§ **Extract provided**:
On 18 April 2018, TMLAL inducted India's first-of-its-kind metal-to-metal-bonding facility, besides the existing infrastructure. The new facility spreads over an area of 4700 m2 and employs a skilled workforce with a strength of over 80. Additionally, TLMAL also undertook an initiative to increase the indigenisation of the empennage assemblies by transferring the production responsibilities of 2,000 empennage parts from foreign entities to Tata–Sikorsky Aerospace Limited (TSAL), another Tata-Lockheed Martin joint venture. Overall, the joint venture employs 500 people and has an annual capacity of 24 C-130J empennages. As of then, 85 empennages built by TLMAL have been installed on C-130J aircraft delivered by Lockheed Martin to customers around the world, including the Indian Air Force.

TLMAL delivered the 100th, 150th, 200th and 250th empennage to Lockheed Martin on 20 February 2019, 20 October 2021, 9 August 2023 and 5 December 2025.

§ **Directions for this task**:
Say whether each statement agrees with the passage on TLMAL, answering yes or no and quoting the deciding words of the passage: 1. The new metal-to-metal-bonding facility covers an area of 4700 m2. 2. The joint venture has an annual capacity of 50 C-130J empennages. 3. Production responsibilities for 2,000 empennage parts were moved to Tata–Sikorsky Aerospace Limited.

§ **Material shown**:
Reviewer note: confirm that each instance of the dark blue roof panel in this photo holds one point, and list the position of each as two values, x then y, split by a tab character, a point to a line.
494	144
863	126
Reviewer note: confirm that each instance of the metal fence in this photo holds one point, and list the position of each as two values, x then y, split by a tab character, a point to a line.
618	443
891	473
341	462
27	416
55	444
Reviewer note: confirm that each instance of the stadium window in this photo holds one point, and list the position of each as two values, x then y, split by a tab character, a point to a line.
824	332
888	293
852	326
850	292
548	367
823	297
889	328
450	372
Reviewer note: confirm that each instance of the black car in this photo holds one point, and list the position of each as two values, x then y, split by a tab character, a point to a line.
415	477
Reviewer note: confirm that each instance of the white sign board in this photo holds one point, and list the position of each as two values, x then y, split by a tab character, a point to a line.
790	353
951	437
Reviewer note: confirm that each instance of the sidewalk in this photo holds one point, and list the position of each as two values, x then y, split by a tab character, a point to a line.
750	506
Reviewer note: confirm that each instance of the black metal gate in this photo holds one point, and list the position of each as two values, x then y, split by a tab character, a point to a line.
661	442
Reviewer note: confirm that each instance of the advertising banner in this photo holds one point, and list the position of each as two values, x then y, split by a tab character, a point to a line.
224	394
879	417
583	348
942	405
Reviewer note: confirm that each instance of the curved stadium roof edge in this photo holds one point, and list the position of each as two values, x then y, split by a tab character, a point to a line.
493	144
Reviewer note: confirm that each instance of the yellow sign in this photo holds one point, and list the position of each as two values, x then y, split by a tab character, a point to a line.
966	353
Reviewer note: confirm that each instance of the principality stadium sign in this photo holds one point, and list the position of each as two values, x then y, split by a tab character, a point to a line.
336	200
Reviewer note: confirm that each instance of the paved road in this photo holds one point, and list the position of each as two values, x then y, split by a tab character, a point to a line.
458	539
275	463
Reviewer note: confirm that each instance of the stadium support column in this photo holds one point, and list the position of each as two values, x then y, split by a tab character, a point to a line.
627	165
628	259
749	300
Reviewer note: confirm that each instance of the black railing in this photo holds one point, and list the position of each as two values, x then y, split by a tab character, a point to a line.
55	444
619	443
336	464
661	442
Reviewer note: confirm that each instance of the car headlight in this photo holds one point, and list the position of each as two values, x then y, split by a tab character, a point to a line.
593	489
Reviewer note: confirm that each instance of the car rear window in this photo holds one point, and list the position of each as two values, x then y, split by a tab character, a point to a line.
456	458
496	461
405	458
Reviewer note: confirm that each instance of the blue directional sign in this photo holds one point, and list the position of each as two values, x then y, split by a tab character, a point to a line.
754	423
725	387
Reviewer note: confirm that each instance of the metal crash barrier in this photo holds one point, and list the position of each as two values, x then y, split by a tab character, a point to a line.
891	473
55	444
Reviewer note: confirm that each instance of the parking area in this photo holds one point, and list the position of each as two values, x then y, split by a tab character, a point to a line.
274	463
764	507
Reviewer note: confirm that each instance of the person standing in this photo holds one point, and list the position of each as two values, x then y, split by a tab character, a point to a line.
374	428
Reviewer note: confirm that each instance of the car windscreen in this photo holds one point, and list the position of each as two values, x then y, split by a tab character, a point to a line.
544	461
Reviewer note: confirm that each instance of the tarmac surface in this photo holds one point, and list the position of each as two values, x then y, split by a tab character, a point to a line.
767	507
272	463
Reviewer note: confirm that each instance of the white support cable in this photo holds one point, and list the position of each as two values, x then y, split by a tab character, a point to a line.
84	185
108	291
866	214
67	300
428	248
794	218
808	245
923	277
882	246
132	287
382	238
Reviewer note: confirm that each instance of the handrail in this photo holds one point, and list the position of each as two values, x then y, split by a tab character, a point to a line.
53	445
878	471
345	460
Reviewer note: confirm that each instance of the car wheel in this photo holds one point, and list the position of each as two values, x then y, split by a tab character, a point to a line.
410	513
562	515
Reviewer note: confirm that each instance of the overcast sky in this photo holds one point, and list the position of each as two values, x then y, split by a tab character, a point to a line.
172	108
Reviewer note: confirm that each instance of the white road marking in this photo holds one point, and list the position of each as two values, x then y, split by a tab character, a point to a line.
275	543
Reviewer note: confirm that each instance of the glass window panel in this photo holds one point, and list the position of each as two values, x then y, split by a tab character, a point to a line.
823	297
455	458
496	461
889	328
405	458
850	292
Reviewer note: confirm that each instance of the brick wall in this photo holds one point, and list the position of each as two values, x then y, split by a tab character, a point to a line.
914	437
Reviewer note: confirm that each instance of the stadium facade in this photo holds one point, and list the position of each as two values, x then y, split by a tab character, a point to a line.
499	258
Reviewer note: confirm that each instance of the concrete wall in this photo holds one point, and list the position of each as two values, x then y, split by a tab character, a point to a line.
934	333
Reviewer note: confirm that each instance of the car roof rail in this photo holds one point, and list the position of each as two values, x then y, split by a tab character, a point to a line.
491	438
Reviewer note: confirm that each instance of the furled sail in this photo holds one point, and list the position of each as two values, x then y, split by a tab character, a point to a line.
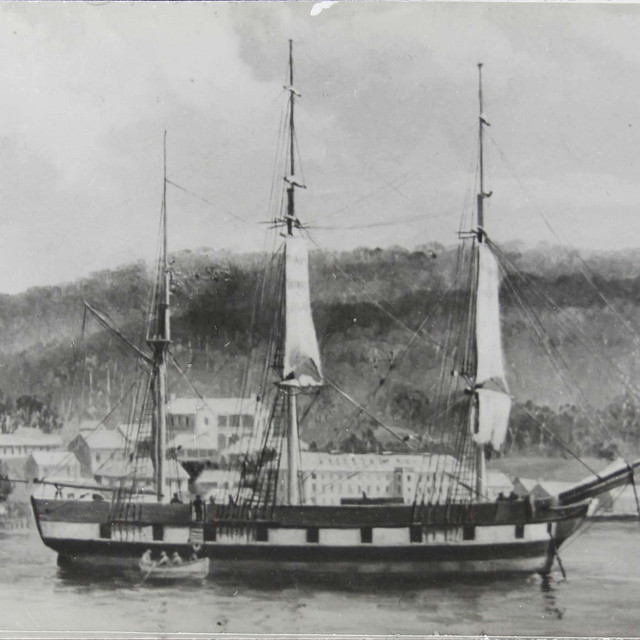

§ **Solution for this problem**:
1. Yes: "The new facility spreads over an area of 4700 m2"
2. No: "has an annual capacity of 24 C-130J empennages"
3. Yes: "transferring the production responsibilities of 2,000 empennage parts from foreign entities to Tata–Sikorsky Aerospace Limited (TSAL)"